EXERCISE OBJECTIVE =
Quote all of the entries word for word.

GIVEN DATA =
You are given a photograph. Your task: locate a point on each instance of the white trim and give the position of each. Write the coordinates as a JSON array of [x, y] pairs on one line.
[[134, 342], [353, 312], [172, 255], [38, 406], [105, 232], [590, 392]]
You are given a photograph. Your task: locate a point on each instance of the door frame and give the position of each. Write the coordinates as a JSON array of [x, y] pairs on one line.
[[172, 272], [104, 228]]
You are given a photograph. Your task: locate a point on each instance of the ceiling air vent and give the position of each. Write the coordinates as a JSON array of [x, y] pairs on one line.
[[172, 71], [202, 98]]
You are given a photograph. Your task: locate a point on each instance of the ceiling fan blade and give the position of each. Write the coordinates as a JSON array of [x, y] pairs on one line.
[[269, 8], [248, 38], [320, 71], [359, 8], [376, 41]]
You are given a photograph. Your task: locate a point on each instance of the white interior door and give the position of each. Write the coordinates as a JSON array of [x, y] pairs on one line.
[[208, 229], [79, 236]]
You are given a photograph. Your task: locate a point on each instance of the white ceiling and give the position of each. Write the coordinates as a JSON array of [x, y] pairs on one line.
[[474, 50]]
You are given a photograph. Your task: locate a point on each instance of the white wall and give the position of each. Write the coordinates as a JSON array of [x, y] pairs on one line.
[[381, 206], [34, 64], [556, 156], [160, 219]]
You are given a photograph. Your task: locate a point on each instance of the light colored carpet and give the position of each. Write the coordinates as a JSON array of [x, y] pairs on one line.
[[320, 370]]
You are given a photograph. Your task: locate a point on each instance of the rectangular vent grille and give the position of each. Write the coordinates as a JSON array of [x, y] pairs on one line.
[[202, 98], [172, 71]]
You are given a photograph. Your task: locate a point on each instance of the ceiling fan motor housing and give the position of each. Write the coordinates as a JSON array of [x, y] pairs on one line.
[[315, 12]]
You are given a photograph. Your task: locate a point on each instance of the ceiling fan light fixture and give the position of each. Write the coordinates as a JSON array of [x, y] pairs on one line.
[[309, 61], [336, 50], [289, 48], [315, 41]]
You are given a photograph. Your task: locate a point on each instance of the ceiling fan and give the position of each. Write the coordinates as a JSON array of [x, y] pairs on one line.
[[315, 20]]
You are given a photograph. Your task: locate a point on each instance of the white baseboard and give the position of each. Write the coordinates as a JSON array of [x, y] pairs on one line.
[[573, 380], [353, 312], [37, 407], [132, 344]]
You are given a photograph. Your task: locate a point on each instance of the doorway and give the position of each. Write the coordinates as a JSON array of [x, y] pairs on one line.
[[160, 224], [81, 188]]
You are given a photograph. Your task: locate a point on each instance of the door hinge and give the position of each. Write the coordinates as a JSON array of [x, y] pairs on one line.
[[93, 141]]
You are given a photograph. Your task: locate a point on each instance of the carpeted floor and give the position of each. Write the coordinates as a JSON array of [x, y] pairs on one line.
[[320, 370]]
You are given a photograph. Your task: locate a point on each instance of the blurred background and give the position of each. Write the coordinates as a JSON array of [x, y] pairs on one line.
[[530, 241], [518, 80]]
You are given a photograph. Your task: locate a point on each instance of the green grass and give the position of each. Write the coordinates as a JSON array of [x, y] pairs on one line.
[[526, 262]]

SOLVED EXERCISE =
You are given a photograph. Your task: locate a point on each instance of the white trim and give the position of each. Write the coordinates as a JSON array of [x, y] pairs on one line.
[[134, 342], [353, 312], [172, 255], [38, 406], [105, 232], [590, 392]]
You are given a photograph. Your task: locate a point on each instance of the door frame and give the position of each. Write the coordinates as a JSON array of [x, y] pairs on one line.
[[172, 272], [104, 228]]
You are given a photograph. Your task: locate a point on each instance of the ceiling air vent and give the position of each. Write the coordinates as a JSON array of [x, y] pairs on one line.
[[172, 71], [202, 98]]
You are given a photograph. Your task: locate a point on each instance of the ceiling fan blade and give the position of each. Write the coordinates as a JSON array of [x, y] pairs on one line.
[[269, 8], [248, 38], [320, 71], [359, 8], [376, 41]]
You are given a photograph. Your task: locate a point on each instance of the white interior door and give the position of each. Write the coordinates as a JSON array of [x, y] pairs on one line.
[[208, 229], [79, 236]]
You are given a photograph. Your task: locate a point on each instance of the white ceiling and give the position of each. Write the coordinates as a JSON array of [x, y] pairs on one line.
[[474, 50]]
You are given a photograph. Your task: locate a point on each instance of the white wall and give the position of each. Write the coordinates as a JSON array of [x, y] pairs on one line.
[[381, 206], [34, 64], [556, 156], [160, 219]]
You are given a photograph. Your task: locate a point on each instance of the light colored carpet and give the position of each. Write the coordinates as a JSON array of [x, y] pairs on one line.
[[320, 370]]
You are given a photograph. Your task: locate a point on each instance of the rectangular vent grille and give the position of each. Write the coordinates as a JSON array of [x, y] pairs on one line.
[[202, 98], [172, 71]]
You are given a photograph. Your task: locate a point on each instance of the ceiling fan motor housing and give the position of each. Write the coordinates as a JSON array of [x, y] pairs on one line.
[[315, 12]]
You are given a photograph. Your task: locate a point on each instance of the ceiling fan light fixture and give the position of each. Write the coordinates as a JSON array of [x, y] pairs on one line.
[[309, 61], [336, 50], [289, 48], [315, 41]]
You are given a photograph. Your task: locate a point on each instance of the ceiling fan and give the position of each. Write the coordinates as a JSON array of [x, y] pairs on one line.
[[315, 20]]
You are given a photograph. Your task: locate a point on each instance of the white baseboard and give the position of each. Write the coordinates as a JSON array of [x, y] pairs on one line.
[[573, 380], [353, 312], [37, 407], [132, 344]]
You are given a photograph. Your task: locate a point on each instance of the doorway and give the position of each. Write the coordinates as a JSON array of [x, y] pairs on one line.
[[160, 224], [81, 188]]
You are given a photograph. Your task: locate a point on each instance of the door hinge and give the position of each. Write the coordinates as a JSON array of [x, y] pairs on one line.
[[93, 141]]
You are given a photograph. Your task: locate a point on each instance of the carpeted floor and give the position of each. Write the coordinates as a JSON array of [x, y] pairs on one line.
[[320, 370]]
You are given a photograph. Your task: locate a point on each instance of the blurred background and give the position of each. Write the coordinates as a JSON array of [x, y] pairs on one line.
[[530, 241], [518, 80]]
You are given a photograph. Your task: locate a point on each instance of the green grass and give the position of each. Write the coordinates as a JSON array of [x, y] pairs on one line.
[[526, 262]]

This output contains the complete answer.